> _Stated exercise_: Pull out each line of the material containing the string "Target", matching case exactly.

(Saved data entries)

— start —

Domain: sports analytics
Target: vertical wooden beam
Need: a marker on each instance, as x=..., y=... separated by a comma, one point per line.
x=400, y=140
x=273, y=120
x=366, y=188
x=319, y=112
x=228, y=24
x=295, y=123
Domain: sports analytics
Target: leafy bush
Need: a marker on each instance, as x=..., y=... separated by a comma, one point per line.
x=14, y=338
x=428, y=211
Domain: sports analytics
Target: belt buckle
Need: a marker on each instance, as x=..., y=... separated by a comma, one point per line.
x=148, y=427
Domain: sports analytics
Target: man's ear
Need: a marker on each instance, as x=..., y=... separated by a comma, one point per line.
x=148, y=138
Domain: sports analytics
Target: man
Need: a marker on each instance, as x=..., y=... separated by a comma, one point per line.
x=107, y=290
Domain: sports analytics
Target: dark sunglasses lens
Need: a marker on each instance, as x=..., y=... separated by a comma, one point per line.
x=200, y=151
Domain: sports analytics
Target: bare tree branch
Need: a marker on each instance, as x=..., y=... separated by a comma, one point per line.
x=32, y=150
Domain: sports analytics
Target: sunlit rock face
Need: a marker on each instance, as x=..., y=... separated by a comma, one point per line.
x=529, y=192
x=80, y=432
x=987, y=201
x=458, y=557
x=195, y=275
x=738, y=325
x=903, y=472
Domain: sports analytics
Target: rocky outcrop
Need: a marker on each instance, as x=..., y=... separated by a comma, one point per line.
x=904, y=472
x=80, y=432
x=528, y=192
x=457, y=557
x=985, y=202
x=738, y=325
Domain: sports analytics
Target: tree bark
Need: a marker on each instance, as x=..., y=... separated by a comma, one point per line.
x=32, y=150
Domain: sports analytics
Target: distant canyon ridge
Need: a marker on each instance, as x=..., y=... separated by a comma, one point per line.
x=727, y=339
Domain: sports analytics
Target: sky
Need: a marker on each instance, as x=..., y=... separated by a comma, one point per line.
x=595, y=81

— end —

> _Exercise output_:
Target: vertical wooden beam
Target: leafy bush
Target: belt buckle
Target: man's ear
Target: man
Target: dark sunglasses lens
Target: bare tree branch
Target: sunlit rock face
Target: rocky outcrop
Target: tree bark
Target: distant canyon ridge
Target: sky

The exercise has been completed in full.